**WORK TO COMPLETE**
Each record below should be repeated precisely as written.

**Coordinate annotation entries**

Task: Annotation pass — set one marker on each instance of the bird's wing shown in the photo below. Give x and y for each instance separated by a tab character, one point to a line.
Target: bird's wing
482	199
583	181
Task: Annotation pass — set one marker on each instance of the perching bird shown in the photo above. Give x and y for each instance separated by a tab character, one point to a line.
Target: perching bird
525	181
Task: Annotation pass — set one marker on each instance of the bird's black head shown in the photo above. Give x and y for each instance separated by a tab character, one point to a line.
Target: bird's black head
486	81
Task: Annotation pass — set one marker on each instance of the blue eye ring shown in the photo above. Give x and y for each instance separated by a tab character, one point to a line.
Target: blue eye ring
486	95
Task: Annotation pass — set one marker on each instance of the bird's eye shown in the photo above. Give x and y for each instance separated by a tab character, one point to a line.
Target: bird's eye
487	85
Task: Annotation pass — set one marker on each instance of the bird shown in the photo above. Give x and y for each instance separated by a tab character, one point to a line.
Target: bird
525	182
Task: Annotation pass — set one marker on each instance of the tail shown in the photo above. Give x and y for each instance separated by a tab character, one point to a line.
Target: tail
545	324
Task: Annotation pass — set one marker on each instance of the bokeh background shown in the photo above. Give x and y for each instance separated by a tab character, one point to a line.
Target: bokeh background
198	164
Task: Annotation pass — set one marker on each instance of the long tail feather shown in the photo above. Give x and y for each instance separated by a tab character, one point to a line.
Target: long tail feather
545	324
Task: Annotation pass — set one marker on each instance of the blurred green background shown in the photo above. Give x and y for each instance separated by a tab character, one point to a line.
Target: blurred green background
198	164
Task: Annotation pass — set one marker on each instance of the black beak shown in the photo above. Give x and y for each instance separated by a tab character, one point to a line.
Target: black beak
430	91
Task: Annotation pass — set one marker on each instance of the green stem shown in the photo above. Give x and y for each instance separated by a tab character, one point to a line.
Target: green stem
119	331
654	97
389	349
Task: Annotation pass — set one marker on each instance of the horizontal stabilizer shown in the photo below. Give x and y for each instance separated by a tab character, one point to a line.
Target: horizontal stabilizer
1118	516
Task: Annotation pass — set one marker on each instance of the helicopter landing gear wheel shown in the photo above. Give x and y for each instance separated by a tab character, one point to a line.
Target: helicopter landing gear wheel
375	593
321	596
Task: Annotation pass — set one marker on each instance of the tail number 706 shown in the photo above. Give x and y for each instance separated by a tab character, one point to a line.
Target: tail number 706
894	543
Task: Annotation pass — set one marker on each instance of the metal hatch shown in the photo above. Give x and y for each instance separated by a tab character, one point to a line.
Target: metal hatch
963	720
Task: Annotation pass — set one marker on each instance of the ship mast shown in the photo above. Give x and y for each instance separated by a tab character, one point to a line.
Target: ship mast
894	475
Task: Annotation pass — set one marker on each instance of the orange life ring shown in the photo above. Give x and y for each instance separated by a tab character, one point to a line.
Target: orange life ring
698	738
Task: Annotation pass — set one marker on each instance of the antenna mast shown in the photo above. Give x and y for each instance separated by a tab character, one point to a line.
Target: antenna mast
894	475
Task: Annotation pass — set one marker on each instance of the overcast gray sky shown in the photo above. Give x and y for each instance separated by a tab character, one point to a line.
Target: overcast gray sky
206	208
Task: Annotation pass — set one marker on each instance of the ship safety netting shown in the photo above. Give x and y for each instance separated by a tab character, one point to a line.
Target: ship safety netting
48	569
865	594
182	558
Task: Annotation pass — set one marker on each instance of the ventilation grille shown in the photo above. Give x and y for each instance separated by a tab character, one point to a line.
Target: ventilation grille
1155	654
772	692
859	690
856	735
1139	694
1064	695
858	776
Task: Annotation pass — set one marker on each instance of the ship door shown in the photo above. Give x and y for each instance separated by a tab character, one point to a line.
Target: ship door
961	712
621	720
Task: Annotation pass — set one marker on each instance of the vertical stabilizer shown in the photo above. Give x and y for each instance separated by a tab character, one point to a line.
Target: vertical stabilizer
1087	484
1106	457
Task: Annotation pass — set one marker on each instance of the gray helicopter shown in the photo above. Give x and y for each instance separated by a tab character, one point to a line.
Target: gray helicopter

**COMPLETED EXERCISE**
Task: Annotation pass — set one marker on each instance of the bird's wing shown in the photo below. Give x and y for each instance separated by a tab character, one point to a line.
Target: bird's wing
482	199
583	181
Task: Annotation pass — set one marker on each instance of the perching bird shown in the photo above. Give x and y for each instance separated by a tab character, one point to a line.
Target: perching bird
525	181
Task: Annotation pass — set one marker on each instance of the bird's black head shown in the photo above. Give x and y for each instance separated by a tab character, one point to a line.
Target: bird's black head
486	81
Task: Annotation pass — set one marker on each instance of the blue eye ring shown in the photo above. Give x and y for each instance separated by a tab character, one point to a line.
Target: blue eye ring
486	95
Task: Annotation pass — set one marker on each instance of the bird's eye shown in the photo above. Give x and y for each instance separated by a tab character, one point to a line.
Target: bird's eye
487	85
Task: Annotation pass — set one marker on each instance of the bird shown in the photo above. Give x and y for each instance separated by a tab character, one point to a line.
Target: bird
525	182
Task: Annotation pass — set one marker on each instance of the tail shown in the photo above. Give x and y for each instance separated by a tab character, one point to a line.
Target: tail
545	324
Task: Annotation pass — set one marker on each instance of the bokeh background shown in the photo above. Give x and y for each instance separated by a tab character, one point to a line.
Target: bokeh background
198	164
Task: Annotation pass — set one marker on each instance of the long tail feather shown in the photo above. Give x and y for each instance separated by a tab character, one point to a line.
Target: long tail feather
545	324
Task: Annotation pass — set one marker on each instance of the blurred green background shown in the photo above. Give x and y for each instance separated by a tab character, one point to a line.
Target: blurred green background
198	164
Task: Annotation pass — set one marker on each instance of the black beak shown in the photo above. Give x and y for each instance separated by a tab character, one point to a line.
Target: black beak
430	91
Task: Annotation pass — set one marker on each instance of the green stem shown in the photo above. Give x and y for each instance separated by a tab character, one point to a line.
Target: green stem
119	331
654	97
389	349
Task: Annotation pass — set one marker on each instance of the horizontal stabilizer shown in the photo below. Give x and y for each instance separated by a tab character, one point to a line.
Target: horizontal stabilizer
1118	516
Task: Annotation pass — set one marker on each instance of the helicopter landing gear wheel shown in the photo above. Give x and y for each instance separated by a tab character, one point to a line.
Target: helicopter landing gear wheel
375	593
321	596
Task: Annotation pass — set one marker on each instance of the tail number 706 shown in the photo above. Give x and y for each instance separated by a tab character, one point to a line.
Target: tail number 706
894	543
Task: Annotation pass — set one marker on each instance of the metal hatch shown in the photo above. Give x and y for each instance separated by a tab character, one point to a line.
Target: metal hatch
963	720
Task: Annotation pass — set one marker on each instance of the ship mast shown in the photo above. Give x and y for each instance separated by a tab character, one point to a line.
Target: ship mast
894	475
Task: Annotation pass — set one marker on each instance of the orange life ring shown in the photo above. Give x and y for each instance separated by a tab character, one point to a line.
Target: orange life ring
698	738
Task: Annotation pass — set one marker on each instance of the antenna mast shown in the photo above. Give x and y for each instance separated by a tab character, one point to a line.
Target: antenna mast
894	475
Task: Annotation pass — set one marker on each instance of the overcast gray sky shown in the photo above. Give x and y for each instance separated by a tab character, one point to a line.
Target: overcast gray sky
206	208
Task: Annotation pass — set one marker on each instance of the ship safety netting shown in the photo above. Give x and y for each instance separated by a tab character, one point to a line.
Target: ship safety netting
48	569
865	594
182	558
Task: Annotation pass — set one marker on each instance of the ventilation grille shown in the photo above. Give x and y for each instance separated by a tab character, one point to a line.
Target: ventilation grille
1155	654
772	692
859	690
856	735
1139	694
1064	695
858	776
Task: Annotation pass — set one marker on each instance of the ship door shown in the photo above. Give x and y for each instance separated by a tab character, one point to a line.
Target: ship door
961	712
621	720
Task: Annotation pass — set one marker on each instance of the vertical stabilizer shown in the photo above. Give x and y for each instance separated by a tab character, one point to a line.
Target: vertical stabilizer
1087	484
1106	457
Task: Annotation pass — set one marker on each instance of the gray helicopter shown in the photo above. Give x and y for each instance separated by a tab character, one point to a line.
Target: gray helicopter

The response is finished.